## DATASET

□ □ □ □ □

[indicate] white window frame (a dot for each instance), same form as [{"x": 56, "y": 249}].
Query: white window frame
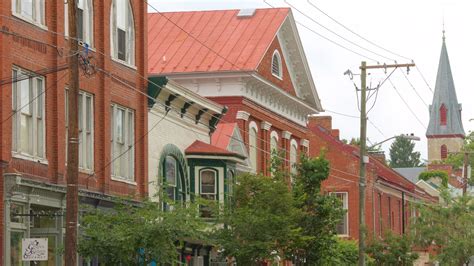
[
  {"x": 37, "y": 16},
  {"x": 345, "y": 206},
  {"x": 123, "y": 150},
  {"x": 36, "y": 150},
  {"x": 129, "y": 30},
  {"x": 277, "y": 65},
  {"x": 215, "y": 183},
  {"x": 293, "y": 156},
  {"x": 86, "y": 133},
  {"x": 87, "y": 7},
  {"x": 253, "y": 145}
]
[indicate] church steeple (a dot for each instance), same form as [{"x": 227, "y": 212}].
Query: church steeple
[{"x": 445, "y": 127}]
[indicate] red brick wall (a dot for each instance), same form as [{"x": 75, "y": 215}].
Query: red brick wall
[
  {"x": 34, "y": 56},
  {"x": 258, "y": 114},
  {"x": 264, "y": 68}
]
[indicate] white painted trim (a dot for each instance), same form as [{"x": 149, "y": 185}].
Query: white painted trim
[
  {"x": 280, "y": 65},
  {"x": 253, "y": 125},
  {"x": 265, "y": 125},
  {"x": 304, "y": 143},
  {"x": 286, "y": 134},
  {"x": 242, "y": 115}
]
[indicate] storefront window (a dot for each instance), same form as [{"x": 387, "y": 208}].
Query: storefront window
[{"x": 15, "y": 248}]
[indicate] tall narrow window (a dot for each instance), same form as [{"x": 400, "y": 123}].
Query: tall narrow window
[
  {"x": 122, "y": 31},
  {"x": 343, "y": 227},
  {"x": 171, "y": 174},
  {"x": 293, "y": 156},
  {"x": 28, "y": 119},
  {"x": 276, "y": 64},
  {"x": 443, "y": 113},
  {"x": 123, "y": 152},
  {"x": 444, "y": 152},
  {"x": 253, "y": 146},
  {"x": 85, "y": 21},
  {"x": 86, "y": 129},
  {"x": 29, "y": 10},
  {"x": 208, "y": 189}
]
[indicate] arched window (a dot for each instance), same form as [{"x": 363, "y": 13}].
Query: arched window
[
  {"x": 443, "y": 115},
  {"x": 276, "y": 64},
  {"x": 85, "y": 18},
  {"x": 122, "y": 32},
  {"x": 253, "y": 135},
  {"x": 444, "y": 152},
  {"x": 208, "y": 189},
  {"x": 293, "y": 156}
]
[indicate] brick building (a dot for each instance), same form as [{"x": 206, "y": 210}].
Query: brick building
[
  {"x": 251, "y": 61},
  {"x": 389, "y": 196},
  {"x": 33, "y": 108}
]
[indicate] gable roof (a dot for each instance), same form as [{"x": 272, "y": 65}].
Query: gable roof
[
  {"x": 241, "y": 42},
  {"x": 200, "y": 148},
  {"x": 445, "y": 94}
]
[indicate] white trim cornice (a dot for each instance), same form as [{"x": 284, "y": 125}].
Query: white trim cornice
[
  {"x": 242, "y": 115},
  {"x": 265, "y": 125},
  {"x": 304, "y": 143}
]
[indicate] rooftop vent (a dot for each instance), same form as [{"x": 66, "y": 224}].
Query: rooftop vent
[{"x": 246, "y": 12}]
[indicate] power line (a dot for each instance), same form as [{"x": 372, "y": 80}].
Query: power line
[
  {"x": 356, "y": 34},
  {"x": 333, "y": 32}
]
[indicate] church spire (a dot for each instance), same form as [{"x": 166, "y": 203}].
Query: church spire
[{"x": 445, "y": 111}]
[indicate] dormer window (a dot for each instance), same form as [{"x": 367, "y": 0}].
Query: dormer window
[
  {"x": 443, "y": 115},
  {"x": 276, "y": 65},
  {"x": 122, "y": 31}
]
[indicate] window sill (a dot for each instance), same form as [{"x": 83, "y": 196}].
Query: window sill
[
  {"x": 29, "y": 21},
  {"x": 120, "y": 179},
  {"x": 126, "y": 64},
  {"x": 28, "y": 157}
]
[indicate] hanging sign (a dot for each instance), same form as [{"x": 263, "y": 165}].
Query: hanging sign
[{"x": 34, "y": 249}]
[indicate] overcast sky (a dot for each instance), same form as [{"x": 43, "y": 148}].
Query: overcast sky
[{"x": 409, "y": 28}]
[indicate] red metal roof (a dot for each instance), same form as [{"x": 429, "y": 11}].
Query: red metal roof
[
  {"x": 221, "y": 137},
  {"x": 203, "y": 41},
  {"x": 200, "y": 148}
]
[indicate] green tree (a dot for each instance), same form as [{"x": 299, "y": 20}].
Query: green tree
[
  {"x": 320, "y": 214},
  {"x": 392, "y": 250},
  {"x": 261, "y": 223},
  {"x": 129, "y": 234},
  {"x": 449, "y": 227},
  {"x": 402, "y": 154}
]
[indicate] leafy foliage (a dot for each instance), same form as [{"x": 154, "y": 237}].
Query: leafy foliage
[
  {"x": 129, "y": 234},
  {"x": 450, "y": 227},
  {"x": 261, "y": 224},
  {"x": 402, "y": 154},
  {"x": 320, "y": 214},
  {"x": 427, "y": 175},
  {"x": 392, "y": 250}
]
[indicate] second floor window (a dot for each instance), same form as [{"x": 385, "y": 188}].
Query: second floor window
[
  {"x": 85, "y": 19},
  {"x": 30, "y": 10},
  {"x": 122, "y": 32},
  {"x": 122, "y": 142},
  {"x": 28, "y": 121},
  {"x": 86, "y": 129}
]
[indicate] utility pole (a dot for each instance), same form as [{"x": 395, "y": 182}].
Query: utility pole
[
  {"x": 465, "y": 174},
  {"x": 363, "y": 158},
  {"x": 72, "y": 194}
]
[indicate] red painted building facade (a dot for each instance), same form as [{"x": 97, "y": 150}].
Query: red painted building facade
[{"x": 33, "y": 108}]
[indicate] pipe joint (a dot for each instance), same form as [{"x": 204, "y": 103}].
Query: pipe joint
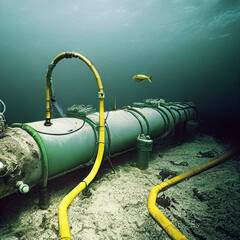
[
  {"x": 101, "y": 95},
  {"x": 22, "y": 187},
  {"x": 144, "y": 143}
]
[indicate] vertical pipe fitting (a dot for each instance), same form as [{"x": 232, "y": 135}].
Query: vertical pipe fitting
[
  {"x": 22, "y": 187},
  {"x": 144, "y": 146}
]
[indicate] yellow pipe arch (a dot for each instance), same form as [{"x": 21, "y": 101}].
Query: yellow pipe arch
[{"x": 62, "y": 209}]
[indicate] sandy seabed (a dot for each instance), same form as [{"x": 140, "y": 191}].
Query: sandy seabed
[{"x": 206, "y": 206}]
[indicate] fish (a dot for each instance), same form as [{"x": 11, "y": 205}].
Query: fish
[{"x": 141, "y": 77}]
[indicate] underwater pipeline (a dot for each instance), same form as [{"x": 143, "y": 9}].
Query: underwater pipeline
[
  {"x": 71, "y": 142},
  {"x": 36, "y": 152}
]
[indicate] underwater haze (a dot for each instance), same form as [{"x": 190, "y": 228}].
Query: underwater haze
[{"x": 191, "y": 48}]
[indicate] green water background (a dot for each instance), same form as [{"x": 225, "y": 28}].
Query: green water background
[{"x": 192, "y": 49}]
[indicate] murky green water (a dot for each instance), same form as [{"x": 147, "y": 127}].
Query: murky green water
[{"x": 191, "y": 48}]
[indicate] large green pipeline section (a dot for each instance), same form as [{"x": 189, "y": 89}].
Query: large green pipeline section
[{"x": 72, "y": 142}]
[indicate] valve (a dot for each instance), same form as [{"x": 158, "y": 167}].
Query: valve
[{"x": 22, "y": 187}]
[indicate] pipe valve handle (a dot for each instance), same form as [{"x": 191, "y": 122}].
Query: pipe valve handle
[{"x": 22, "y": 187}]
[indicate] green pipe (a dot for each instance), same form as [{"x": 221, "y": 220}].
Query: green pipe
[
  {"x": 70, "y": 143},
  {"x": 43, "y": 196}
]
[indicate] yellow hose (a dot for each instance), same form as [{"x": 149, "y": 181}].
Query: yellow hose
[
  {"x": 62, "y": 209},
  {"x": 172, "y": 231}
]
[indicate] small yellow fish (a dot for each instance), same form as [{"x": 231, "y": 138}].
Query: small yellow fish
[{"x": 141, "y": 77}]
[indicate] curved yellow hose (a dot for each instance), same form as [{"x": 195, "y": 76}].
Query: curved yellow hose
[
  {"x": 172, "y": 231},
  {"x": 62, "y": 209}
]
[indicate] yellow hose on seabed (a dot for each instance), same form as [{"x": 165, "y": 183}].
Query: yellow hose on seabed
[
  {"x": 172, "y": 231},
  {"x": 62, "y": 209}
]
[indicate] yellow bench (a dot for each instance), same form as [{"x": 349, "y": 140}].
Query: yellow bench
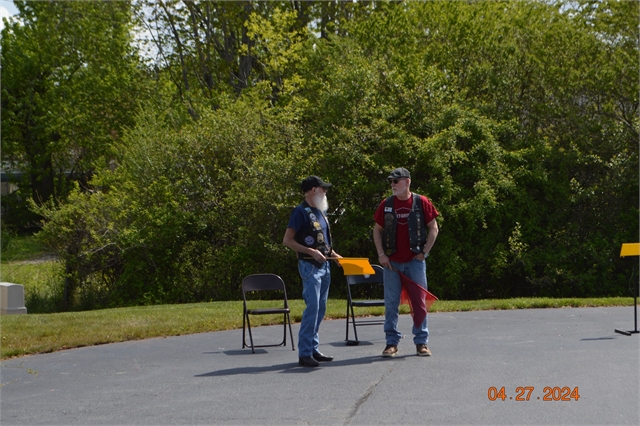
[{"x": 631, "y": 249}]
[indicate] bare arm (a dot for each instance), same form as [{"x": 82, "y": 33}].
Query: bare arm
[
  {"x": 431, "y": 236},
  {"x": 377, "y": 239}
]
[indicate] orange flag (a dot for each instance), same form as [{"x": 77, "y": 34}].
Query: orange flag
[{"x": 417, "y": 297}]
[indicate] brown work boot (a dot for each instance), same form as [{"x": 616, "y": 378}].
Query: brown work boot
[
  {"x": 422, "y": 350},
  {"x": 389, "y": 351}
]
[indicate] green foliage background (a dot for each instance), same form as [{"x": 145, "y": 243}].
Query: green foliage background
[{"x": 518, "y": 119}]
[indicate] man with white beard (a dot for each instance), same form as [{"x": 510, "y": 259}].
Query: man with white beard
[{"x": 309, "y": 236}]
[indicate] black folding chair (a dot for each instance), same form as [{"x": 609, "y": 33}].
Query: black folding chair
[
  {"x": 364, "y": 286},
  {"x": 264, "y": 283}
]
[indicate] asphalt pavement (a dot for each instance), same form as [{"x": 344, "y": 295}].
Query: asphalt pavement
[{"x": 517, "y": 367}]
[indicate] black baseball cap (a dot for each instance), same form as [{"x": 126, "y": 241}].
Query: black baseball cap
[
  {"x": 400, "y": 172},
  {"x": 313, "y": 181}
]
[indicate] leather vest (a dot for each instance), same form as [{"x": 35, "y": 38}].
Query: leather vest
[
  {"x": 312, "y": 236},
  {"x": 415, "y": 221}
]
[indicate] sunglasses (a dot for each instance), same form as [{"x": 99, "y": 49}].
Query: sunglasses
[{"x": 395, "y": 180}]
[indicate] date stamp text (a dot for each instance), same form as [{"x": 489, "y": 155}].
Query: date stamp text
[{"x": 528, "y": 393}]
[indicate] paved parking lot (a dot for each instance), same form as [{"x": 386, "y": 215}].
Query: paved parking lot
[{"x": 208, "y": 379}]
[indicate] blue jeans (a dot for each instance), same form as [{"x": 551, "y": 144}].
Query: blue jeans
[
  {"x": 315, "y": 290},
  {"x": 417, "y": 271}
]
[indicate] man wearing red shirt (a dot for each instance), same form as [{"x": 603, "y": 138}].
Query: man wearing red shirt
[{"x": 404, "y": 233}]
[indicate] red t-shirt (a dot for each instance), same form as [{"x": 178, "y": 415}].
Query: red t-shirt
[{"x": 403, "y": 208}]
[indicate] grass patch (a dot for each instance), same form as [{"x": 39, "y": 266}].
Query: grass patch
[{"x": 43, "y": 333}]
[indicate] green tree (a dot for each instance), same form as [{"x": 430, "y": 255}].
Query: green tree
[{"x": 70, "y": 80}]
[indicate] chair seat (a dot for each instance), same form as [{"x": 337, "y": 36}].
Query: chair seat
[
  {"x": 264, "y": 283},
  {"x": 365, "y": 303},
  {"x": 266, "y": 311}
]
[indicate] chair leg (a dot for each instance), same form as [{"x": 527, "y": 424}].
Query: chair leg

□ □ □ □ □

## GIVEN TASK
Which lines run from the one containing "[indicate] date stamp" to the end of the entries above? Quote exactly those, and only those.

## TASK RESPONSE
[indicate] date stamp text (a dot for each instance), same form as [{"x": 489, "y": 155}].
Query: date stamp text
[{"x": 528, "y": 393}]
[indicate] paved parking lot (a dot for each instance), same form as [{"x": 386, "y": 215}].
Query: paved parking lot
[{"x": 208, "y": 379}]
[indicate] blue jeans (a dot for each instance), same form as [{"x": 551, "y": 144}].
Query: blue jeans
[
  {"x": 315, "y": 290},
  {"x": 417, "y": 271}
]
[indicate] man wearing red shirt (a dot for each instance), same form as [{"x": 603, "y": 138}].
Query: man wearing red shirt
[{"x": 404, "y": 233}]
[indicate] red t-shirt (a dot for each instance), same form as [{"x": 178, "y": 415}].
Query: red t-shirt
[{"x": 403, "y": 208}]
[indicate] grass patch (a dot for each instance), same form as [{"x": 39, "y": 266}].
Query: grass patch
[{"x": 43, "y": 333}]
[indicate] green tree (a dot for each instance), same form as [{"x": 430, "y": 255}].
Query: green tree
[{"x": 70, "y": 80}]
[indicate] chair seat (a dot for each instance), same form as [{"x": 337, "y": 36}].
Query: chair seat
[
  {"x": 264, "y": 283},
  {"x": 365, "y": 303},
  {"x": 266, "y": 311}
]
[indicate] chair leg (a dot for each instance), same form as [{"x": 527, "y": 424}].
Query: chair leg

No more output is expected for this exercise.